> WHAT YOU SHOULD DO: Copy the lines below word for word, starting at the line with "For every instance of the woman's earring" and ending with the line with "Query: woman's earring", both of those included.

[Dataset records]
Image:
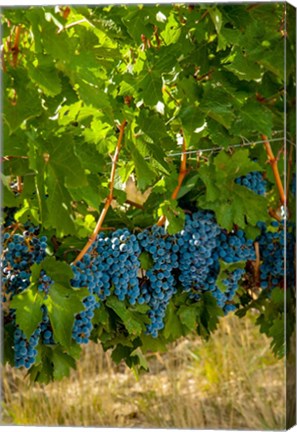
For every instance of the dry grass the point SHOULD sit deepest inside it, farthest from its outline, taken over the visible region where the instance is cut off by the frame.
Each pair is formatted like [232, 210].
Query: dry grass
[231, 382]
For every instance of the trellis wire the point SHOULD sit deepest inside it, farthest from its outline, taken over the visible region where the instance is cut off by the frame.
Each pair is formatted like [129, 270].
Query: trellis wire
[215, 149]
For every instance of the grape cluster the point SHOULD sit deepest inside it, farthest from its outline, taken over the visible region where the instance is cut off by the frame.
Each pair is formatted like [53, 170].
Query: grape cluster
[20, 252]
[25, 350]
[253, 181]
[272, 252]
[44, 283]
[113, 261]
[197, 243]
[46, 331]
[83, 321]
[234, 247]
[189, 260]
[225, 298]
[159, 283]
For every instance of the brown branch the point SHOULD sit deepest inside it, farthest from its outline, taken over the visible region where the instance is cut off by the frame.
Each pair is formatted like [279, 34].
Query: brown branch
[257, 263]
[273, 213]
[181, 176]
[7, 158]
[109, 198]
[289, 171]
[134, 204]
[203, 16]
[19, 184]
[273, 162]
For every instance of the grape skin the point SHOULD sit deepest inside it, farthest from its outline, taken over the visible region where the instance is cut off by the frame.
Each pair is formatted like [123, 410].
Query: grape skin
[189, 260]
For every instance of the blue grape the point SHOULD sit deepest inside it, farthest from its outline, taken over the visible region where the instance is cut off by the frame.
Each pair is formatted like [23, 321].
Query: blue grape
[25, 350]
[158, 285]
[197, 243]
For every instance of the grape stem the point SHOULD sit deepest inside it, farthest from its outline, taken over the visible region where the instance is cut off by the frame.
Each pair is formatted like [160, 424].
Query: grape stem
[273, 162]
[257, 263]
[181, 176]
[108, 199]
[289, 170]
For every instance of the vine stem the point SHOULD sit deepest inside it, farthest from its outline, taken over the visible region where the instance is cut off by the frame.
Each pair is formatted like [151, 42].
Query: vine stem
[181, 176]
[273, 162]
[15, 48]
[257, 263]
[109, 198]
[19, 184]
[289, 170]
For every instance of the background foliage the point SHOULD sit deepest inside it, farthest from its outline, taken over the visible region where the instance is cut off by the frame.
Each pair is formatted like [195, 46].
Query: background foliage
[71, 76]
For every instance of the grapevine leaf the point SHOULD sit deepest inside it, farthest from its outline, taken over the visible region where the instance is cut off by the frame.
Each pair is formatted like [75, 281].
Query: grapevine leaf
[208, 315]
[28, 310]
[225, 270]
[216, 18]
[146, 260]
[244, 68]
[253, 117]
[62, 363]
[173, 327]
[150, 87]
[47, 78]
[62, 306]
[58, 271]
[175, 217]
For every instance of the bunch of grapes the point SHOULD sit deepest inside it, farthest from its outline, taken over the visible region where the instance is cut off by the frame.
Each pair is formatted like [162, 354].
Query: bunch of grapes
[112, 261]
[253, 181]
[159, 284]
[25, 350]
[44, 283]
[225, 298]
[83, 321]
[197, 243]
[46, 331]
[234, 247]
[20, 252]
[272, 252]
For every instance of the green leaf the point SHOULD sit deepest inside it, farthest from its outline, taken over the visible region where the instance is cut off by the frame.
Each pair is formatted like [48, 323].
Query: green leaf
[141, 360]
[232, 203]
[47, 78]
[145, 174]
[26, 106]
[226, 269]
[208, 315]
[216, 18]
[253, 117]
[131, 324]
[28, 310]
[146, 260]
[173, 327]
[175, 217]
[192, 120]
[244, 68]
[62, 305]
[150, 87]
[62, 363]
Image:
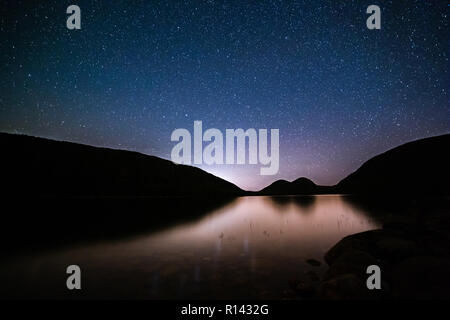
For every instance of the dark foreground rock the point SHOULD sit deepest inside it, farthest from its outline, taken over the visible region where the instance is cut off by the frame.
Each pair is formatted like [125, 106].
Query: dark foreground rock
[414, 262]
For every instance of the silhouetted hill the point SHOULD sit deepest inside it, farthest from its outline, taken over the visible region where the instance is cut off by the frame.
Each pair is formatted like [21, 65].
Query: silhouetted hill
[43, 167]
[300, 186]
[419, 167]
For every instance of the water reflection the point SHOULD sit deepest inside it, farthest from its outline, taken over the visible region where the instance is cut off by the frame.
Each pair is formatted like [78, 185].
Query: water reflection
[249, 248]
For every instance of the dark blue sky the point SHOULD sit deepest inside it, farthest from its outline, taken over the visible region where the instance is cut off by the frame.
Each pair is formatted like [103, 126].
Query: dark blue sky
[137, 70]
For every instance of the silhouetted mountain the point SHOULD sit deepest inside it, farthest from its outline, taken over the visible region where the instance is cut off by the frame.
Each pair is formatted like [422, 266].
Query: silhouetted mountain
[418, 167]
[43, 167]
[299, 186]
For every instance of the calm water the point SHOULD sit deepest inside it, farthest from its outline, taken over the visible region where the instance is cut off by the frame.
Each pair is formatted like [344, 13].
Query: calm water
[250, 248]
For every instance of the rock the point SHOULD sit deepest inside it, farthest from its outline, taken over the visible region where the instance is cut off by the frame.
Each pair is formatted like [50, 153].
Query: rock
[313, 262]
[362, 241]
[352, 261]
[422, 277]
[345, 286]
[306, 289]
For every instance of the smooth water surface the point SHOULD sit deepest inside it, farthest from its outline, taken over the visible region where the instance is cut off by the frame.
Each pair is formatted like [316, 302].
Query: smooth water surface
[249, 248]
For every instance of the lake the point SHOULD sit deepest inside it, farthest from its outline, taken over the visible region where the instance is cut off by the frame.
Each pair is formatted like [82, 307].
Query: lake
[251, 247]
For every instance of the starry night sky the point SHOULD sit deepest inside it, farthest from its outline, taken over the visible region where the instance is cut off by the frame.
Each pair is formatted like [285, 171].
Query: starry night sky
[137, 70]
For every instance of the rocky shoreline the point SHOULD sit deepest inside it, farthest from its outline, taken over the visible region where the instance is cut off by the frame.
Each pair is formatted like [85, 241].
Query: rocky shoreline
[414, 258]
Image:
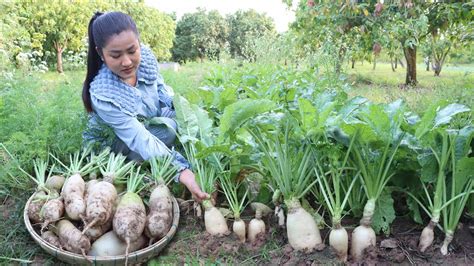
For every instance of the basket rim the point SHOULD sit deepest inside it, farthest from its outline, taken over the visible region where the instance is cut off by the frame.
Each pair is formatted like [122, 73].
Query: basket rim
[144, 252]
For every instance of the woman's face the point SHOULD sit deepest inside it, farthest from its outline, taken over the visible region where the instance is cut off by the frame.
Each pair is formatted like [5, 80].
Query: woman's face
[122, 54]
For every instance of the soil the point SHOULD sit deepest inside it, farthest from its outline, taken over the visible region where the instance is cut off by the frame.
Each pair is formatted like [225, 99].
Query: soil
[192, 245]
[400, 247]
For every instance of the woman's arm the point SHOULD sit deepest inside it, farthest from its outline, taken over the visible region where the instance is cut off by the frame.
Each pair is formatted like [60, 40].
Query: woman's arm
[133, 133]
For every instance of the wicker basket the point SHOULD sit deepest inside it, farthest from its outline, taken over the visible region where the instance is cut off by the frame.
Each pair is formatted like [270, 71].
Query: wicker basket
[138, 256]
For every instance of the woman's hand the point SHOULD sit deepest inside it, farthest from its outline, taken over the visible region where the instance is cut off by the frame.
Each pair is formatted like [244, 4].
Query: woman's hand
[187, 178]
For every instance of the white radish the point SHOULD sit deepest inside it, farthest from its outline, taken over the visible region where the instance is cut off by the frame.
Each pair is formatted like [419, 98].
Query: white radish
[52, 211]
[110, 245]
[55, 182]
[427, 236]
[71, 238]
[339, 240]
[100, 202]
[214, 221]
[160, 217]
[74, 188]
[303, 233]
[34, 208]
[238, 227]
[94, 232]
[363, 236]
[257, 225]
[447, 240]
[130, 217]
[73, 195]
[51, 238]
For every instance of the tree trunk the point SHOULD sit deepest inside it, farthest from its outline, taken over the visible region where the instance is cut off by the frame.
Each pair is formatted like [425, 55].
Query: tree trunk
[410, 56]
[340, 58]
[437, 68]
[59, 62]
[438, 61]
[401, 63]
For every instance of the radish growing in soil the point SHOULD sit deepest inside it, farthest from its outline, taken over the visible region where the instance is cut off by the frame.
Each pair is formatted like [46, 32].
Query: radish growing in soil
[454, 184]
[289, 167]
[236, 203]
[130, 217]
[214, 221]
[257, 225]
[375, 172]
[330, 181]
[160, 217]
[101, 195]
[74, 187]
[206, 171]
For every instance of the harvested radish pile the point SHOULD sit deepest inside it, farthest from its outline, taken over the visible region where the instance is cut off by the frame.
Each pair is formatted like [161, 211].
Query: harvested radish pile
[86, 213]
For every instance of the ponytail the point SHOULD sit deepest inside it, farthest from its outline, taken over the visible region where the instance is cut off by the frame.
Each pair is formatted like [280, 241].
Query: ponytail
[93, 65]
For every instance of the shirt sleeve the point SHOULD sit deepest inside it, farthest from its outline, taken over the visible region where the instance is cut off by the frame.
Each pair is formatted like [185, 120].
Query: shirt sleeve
[134, 134]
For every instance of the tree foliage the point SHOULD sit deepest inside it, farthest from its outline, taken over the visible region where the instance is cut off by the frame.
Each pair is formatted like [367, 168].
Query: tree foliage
[47, 29]
[157, 29]
[201, 34]
[356, 28]
[244, 28]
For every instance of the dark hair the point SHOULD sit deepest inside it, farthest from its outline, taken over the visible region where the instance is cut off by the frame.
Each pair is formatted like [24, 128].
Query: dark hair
[101, 27]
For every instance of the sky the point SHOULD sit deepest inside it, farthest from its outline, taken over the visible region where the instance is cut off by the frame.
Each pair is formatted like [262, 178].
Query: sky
[273, 8]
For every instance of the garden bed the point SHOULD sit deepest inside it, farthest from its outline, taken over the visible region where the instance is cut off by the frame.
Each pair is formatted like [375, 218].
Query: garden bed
[191, 245]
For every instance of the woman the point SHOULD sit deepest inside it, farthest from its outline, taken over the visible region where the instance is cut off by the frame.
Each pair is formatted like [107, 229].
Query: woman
[122, 89]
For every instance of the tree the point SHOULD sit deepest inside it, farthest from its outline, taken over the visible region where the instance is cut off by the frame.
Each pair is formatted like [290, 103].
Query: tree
[14, 38]
[56, 25]
[157, 29]
[448, 27]
[244, 28]
[199, 35]
[344, 25]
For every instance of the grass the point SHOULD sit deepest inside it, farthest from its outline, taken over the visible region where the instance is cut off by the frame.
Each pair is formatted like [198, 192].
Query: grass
[455, 84]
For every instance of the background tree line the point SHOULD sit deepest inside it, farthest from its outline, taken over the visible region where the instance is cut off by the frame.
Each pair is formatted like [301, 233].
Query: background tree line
[41, 34]
[355, 30]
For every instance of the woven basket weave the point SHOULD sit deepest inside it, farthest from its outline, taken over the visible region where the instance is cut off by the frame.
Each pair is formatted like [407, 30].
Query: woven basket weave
[138, 256]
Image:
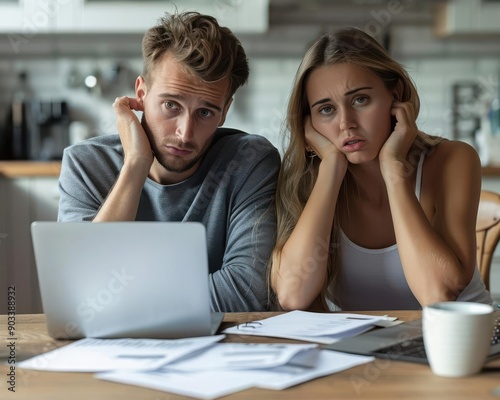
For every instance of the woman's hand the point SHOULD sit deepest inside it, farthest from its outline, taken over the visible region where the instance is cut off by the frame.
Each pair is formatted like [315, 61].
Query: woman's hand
[136, 146]
[322, 146]
[393, 155]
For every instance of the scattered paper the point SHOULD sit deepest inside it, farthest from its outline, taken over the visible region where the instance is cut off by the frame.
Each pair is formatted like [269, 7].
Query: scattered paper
[96, 355]
[233, 356]
[323, 328]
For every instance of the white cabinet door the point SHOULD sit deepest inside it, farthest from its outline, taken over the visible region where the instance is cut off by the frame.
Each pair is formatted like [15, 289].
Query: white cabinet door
[11, 17]
[31, 17]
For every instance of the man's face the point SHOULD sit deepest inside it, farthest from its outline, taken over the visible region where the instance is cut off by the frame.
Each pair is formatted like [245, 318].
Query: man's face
[181, 114]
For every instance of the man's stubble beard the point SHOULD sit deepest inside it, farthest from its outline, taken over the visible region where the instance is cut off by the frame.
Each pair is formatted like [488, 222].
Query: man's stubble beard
[176, 167]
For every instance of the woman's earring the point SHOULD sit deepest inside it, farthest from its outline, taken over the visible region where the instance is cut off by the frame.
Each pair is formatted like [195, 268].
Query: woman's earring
[310, 152]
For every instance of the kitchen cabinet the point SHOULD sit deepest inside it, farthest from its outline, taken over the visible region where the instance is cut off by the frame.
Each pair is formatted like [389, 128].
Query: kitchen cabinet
[23, 200]
[31, 17]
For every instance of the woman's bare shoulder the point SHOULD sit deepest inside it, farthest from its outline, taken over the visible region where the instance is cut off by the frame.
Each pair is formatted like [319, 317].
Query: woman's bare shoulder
[453, 163]
[453, 154]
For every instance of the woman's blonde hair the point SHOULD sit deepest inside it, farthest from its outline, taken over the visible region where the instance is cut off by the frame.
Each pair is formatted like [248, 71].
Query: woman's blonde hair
[298, 171]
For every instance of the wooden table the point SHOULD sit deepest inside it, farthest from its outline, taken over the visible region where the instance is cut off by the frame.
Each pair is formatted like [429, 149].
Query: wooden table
[381, 379]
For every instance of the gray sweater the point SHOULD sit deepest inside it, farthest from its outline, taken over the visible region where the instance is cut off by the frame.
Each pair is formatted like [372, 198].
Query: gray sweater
[231, 193]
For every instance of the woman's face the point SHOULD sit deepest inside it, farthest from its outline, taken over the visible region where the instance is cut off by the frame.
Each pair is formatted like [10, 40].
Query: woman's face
[351, 106]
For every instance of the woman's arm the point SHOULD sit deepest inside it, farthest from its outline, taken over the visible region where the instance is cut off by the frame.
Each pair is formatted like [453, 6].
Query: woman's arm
[437, 251]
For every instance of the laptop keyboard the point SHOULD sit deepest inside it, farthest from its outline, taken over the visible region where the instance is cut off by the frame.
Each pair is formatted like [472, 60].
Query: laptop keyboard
[414, 348]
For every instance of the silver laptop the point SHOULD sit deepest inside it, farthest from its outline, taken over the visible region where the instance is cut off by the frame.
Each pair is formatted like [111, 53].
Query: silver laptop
[124, 279]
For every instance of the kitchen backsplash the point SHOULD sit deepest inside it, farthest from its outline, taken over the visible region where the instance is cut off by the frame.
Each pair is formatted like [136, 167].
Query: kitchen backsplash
[258, 108]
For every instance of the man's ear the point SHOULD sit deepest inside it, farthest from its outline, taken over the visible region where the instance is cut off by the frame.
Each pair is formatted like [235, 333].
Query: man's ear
[140, 89]
[224, 112]
[397, 92]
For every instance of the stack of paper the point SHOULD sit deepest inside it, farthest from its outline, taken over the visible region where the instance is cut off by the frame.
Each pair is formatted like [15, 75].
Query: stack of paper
[196, 367]
[322, 328]
[227, 368]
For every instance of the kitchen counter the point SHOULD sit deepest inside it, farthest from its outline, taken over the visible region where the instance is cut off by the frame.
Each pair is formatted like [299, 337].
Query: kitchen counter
[15, 169]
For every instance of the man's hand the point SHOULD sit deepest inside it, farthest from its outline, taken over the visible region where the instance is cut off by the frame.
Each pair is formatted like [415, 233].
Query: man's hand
[135, 142]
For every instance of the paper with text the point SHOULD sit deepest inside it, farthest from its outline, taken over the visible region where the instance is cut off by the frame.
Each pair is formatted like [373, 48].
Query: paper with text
[96, 355]
[309, 326]
[211, 384]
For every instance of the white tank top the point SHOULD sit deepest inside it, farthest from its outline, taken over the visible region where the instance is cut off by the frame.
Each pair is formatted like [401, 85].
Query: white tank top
[373, 279]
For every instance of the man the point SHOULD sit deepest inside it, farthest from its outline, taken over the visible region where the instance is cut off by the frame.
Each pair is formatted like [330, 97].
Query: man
[177, 164]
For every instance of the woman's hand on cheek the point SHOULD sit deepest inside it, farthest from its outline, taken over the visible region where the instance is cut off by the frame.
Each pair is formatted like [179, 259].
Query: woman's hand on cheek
[320, 144]
[393, 154]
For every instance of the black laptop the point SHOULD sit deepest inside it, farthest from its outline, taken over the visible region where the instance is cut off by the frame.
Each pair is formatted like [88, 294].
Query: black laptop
[403, 342]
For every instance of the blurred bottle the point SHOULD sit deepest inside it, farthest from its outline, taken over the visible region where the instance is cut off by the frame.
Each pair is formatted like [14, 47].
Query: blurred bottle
[15, 138]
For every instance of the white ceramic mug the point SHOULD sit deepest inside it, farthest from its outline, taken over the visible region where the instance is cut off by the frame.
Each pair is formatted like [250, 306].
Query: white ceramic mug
[457, 336]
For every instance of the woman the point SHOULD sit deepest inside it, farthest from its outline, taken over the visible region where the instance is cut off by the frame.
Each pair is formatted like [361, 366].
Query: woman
[372, 212]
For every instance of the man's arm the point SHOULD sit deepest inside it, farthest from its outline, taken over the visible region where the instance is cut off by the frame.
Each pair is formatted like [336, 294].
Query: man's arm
[241, 283]
[123, 200]
[103, 182]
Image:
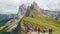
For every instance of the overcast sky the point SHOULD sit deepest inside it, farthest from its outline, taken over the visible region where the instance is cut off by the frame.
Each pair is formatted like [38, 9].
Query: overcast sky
[11, 6]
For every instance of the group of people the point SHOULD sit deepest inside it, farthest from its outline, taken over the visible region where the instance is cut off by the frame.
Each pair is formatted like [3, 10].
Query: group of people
[37, 29]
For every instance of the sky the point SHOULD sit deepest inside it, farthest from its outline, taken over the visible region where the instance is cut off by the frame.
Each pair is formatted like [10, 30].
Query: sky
[11, 6]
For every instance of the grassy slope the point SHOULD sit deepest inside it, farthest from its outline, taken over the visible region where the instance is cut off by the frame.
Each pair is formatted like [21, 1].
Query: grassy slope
[44, 22]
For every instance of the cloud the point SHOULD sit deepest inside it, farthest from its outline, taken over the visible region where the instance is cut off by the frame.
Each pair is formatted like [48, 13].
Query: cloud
[11, 6]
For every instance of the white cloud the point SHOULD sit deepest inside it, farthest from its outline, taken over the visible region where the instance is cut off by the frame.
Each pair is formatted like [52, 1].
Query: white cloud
[11, 6]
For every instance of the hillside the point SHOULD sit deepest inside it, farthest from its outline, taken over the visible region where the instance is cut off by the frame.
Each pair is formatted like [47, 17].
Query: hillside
[35, 18]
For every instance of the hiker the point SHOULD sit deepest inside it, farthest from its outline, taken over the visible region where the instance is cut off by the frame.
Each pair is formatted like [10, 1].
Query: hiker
[50, 31]
[38, 29]
[35, 28]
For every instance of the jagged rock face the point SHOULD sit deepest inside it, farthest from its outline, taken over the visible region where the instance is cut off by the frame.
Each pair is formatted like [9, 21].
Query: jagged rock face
[22, 9]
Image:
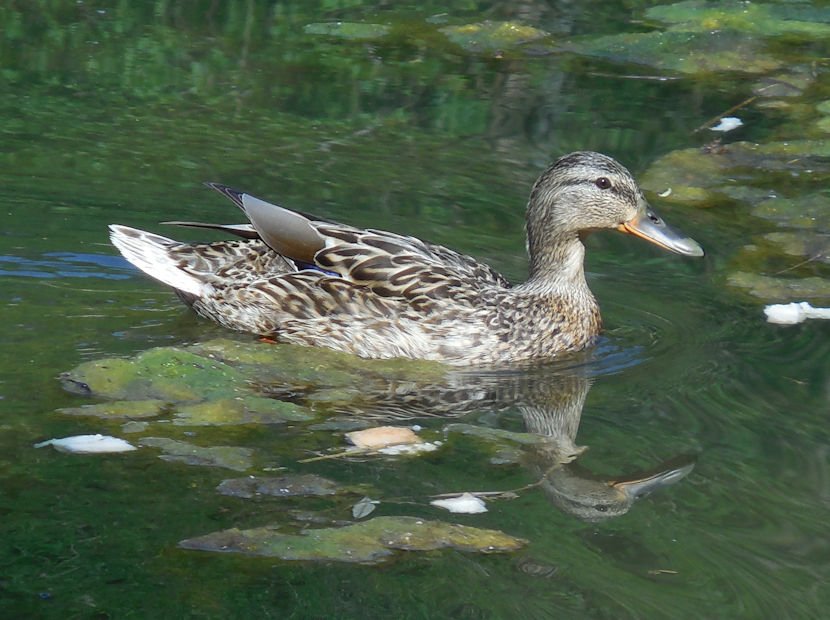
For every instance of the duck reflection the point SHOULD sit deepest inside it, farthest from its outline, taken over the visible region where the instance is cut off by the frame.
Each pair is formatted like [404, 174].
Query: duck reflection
[550, 402]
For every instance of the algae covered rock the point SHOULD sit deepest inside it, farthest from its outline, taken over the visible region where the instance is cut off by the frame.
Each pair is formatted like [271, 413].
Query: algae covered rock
[491, 36]
[290, 485]
[229, 457]
[367, 542]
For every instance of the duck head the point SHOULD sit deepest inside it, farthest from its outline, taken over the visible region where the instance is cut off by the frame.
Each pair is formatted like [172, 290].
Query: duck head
[586, 191]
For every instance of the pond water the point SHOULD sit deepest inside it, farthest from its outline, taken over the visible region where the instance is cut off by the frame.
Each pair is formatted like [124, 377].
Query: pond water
[431, 119]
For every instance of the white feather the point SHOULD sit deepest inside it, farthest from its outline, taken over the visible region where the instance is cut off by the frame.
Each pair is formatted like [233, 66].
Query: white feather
[150, 253]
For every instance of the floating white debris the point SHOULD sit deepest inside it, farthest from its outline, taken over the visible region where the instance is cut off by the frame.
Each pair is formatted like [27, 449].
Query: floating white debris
[727, 123]
[796, 312]
[364, 507]
[381, 437]
[88, 444]
[411, 448]
[466, 503]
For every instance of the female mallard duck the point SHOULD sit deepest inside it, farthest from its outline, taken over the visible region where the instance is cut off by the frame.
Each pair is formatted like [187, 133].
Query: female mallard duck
[298, 279]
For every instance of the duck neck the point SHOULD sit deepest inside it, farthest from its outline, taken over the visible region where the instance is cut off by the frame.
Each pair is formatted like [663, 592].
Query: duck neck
[559, 266]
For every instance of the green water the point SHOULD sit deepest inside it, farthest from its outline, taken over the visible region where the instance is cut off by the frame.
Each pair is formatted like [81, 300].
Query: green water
[117, 112]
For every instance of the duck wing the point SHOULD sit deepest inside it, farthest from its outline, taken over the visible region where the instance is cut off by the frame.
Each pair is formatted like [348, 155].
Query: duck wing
[388, 264]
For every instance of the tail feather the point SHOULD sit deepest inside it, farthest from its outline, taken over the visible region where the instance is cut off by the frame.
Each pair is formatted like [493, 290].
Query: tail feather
[151, 254]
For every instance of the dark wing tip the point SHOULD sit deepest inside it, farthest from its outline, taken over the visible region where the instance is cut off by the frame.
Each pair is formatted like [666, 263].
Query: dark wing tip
[234, 194]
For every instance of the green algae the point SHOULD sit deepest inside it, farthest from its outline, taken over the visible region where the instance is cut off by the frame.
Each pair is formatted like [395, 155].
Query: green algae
[130, 409]
[240, 410]
[769, 20]
[350, 31]
[492, 36]
[168, 373]
[229, 457]
[367, 542]
[682, 52]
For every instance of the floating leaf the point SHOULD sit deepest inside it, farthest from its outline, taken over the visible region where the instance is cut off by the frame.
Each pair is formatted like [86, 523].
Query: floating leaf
[364, 508]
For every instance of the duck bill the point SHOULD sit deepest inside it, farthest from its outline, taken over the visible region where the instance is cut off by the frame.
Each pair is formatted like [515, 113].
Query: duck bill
[651, 227]
[643, 485]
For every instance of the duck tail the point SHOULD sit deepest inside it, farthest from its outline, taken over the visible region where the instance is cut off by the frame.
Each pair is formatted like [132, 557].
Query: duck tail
[152, 254]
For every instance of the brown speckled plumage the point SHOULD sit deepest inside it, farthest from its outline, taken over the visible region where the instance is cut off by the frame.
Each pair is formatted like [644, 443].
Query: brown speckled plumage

> COMPLETE ANSWER:
For every instance of the woman's earring the point SHOULD sit deepest inside it, farthest from its outline, taken over the visible region where the instance is cut off by the frame.
Each pair is formatted like [195, 268].
Query: woman's earring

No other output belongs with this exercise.